Figure 6 shows the stress distribution above 0.7 MPa. Based on this figure, it is understood that the stress due to bending is likely to occur in the upper part of the vertebra, particularly in the upper front edge of the vertebral body, the pedicles, and the screw insertion point. Figure 7 shows that the stress distribution of 3.0 MPa or more was extracted in red color. This figure illustrates that it is impossible to reduce the stress applied to the upper anterior edge of the vertebral body, even with an increase in ORPS; however, it was possible to reduce the stress applied from the vertebral body to the pedicle and the screw insertion points. However, when focusing on the screw insertion point where the maximum equivalent stress is highest, it was 13.3 MPa and 14.8 MPa between 55 mm (ORPS 81.8%) and 60 mm (ORPS 93.9%) screw length, respectively, and the maximum equivalent stress could not be reduced by increasing the screw length.

········

**ABOUT THIS EXERCISE:** In the passage on vertebral stress, which specific sites in the upper part of the vertebra are named as places where stress from bending is likely to occur? List them all.

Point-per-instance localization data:

········

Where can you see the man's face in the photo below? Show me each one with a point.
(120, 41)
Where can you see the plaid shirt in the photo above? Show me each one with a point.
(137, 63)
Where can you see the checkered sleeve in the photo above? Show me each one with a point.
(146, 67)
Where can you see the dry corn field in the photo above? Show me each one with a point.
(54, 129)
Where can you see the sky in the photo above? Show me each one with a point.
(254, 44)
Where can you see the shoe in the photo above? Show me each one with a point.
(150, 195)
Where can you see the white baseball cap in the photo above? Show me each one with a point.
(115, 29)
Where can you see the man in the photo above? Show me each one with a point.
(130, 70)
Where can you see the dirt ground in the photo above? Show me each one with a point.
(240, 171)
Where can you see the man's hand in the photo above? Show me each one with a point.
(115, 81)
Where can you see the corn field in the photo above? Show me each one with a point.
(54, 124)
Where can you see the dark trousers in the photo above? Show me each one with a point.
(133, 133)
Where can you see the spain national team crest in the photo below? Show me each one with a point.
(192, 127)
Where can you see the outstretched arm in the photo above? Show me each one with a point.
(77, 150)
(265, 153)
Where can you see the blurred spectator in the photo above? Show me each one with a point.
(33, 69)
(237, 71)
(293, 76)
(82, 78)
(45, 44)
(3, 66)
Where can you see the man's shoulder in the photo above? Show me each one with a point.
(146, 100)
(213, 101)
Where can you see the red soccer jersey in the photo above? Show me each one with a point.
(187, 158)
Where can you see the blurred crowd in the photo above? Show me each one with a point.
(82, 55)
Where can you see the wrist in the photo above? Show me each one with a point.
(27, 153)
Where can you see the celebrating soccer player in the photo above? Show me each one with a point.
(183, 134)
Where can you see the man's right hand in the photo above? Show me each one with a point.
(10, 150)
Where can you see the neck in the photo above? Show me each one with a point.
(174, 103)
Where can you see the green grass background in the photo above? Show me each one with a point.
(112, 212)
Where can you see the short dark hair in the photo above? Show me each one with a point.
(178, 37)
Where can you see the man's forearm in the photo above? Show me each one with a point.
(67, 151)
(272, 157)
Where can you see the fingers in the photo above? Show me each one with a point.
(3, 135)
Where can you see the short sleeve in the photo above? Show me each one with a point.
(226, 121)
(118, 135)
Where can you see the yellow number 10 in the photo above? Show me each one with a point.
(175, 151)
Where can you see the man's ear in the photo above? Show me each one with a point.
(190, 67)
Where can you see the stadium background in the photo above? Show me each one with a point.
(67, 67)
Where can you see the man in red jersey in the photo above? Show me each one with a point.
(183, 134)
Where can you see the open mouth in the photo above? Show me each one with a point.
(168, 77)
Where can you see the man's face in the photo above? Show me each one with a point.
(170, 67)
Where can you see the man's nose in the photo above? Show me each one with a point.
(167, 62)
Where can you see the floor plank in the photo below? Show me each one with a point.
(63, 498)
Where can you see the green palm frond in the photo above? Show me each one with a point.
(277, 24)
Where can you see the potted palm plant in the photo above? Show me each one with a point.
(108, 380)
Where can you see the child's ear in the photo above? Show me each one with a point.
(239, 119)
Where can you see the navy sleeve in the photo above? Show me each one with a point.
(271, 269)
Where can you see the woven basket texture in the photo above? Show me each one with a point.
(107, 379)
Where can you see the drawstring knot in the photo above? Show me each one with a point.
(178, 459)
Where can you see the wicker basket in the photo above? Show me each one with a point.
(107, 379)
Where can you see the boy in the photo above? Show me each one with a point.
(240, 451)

········

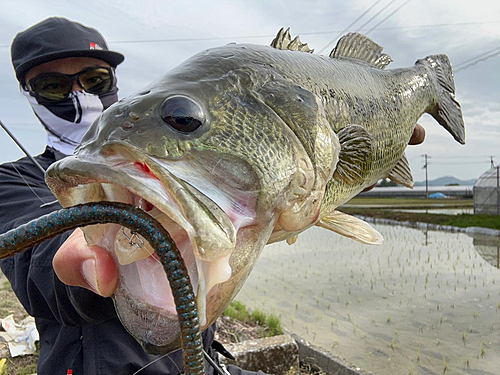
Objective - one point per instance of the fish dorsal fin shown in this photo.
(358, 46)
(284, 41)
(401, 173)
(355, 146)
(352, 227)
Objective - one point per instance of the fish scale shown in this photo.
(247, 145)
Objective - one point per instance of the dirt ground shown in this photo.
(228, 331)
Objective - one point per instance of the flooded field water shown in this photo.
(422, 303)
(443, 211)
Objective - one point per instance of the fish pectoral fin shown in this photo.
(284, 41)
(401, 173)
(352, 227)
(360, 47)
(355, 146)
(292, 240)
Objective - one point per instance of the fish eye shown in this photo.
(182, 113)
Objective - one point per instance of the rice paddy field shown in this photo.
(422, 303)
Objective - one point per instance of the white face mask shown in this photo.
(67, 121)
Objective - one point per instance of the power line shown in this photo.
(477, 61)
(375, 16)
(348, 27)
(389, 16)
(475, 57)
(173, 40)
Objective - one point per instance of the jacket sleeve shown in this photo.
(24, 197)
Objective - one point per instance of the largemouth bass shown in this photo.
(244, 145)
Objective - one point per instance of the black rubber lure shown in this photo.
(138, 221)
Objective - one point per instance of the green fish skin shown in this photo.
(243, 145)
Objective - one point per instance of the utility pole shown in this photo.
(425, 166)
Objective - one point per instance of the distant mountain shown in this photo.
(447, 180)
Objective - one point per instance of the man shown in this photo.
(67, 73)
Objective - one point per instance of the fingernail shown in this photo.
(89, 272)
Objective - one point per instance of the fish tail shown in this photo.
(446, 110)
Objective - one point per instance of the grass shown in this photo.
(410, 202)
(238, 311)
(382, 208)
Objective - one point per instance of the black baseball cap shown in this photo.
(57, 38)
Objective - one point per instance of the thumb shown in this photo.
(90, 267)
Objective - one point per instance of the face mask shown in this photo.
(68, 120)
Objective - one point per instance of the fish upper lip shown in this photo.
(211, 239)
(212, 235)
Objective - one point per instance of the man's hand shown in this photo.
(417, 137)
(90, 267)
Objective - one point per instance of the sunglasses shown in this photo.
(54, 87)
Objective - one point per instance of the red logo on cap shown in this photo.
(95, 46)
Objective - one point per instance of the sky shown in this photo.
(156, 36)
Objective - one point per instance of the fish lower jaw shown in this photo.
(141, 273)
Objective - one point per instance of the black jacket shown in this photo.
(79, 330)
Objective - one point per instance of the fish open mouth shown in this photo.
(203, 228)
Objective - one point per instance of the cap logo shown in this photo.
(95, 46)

········

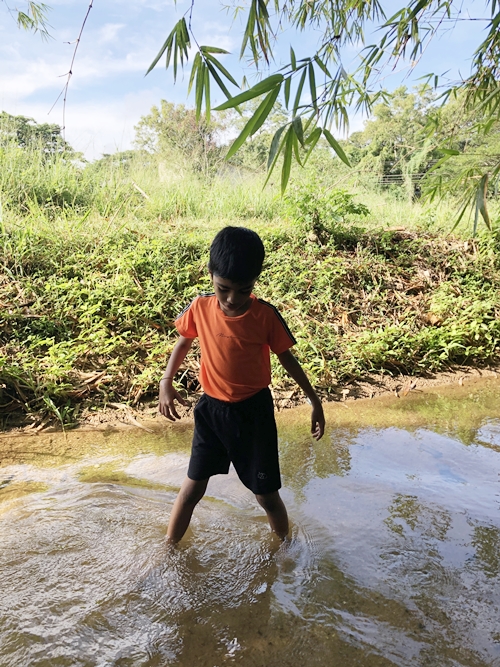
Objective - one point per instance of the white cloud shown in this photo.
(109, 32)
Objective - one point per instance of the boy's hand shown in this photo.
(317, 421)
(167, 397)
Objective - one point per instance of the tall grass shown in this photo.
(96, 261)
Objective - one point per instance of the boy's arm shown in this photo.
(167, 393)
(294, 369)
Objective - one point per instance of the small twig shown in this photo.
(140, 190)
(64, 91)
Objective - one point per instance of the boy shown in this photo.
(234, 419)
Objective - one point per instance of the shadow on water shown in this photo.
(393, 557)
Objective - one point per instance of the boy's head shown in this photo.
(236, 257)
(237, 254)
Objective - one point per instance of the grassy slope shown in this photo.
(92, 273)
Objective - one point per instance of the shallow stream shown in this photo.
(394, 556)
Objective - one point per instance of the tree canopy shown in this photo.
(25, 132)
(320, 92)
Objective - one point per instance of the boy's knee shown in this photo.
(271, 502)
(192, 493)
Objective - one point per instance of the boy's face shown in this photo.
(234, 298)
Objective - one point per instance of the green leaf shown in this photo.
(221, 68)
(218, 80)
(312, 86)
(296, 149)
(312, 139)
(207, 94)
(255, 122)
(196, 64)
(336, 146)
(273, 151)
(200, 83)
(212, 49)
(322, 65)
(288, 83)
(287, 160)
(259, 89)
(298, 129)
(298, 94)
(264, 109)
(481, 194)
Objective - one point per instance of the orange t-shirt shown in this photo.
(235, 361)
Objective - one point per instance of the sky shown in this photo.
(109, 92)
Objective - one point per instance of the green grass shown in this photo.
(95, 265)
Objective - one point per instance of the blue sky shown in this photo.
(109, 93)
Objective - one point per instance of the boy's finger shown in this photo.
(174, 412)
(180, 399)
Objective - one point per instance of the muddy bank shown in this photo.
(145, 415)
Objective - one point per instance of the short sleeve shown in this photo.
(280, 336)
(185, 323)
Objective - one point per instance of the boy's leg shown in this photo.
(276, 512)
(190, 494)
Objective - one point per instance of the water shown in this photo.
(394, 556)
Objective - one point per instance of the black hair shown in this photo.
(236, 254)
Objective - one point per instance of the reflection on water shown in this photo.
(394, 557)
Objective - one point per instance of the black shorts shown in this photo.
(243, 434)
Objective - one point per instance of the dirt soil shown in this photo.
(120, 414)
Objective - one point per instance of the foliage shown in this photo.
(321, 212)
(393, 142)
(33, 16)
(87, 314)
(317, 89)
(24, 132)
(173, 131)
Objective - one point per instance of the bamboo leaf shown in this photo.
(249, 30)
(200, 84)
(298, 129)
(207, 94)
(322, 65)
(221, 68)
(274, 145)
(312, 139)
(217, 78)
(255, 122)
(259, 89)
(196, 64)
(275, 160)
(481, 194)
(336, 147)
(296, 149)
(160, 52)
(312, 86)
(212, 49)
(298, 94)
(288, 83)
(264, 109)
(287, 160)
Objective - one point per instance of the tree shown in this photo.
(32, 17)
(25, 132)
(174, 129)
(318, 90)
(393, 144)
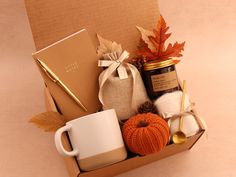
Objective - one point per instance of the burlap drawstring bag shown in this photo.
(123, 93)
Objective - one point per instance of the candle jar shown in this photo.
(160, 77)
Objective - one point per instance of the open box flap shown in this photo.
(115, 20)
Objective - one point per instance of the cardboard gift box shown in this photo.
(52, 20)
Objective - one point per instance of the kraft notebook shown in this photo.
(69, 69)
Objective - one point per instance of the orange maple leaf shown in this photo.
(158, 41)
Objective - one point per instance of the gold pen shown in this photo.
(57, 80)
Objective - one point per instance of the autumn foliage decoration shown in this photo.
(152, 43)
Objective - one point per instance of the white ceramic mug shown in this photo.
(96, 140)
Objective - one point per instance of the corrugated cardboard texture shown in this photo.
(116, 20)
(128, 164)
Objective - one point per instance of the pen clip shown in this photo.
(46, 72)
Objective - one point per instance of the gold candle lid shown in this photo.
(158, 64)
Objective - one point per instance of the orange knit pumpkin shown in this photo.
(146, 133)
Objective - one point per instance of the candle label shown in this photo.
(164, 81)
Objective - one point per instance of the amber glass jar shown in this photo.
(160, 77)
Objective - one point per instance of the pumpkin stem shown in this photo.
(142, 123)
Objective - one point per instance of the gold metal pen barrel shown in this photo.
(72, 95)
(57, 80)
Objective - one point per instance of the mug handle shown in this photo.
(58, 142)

········

**ANSWER BOX:**
- The upper front edge of the vertebral body
- The pedicles
- The screw insertion point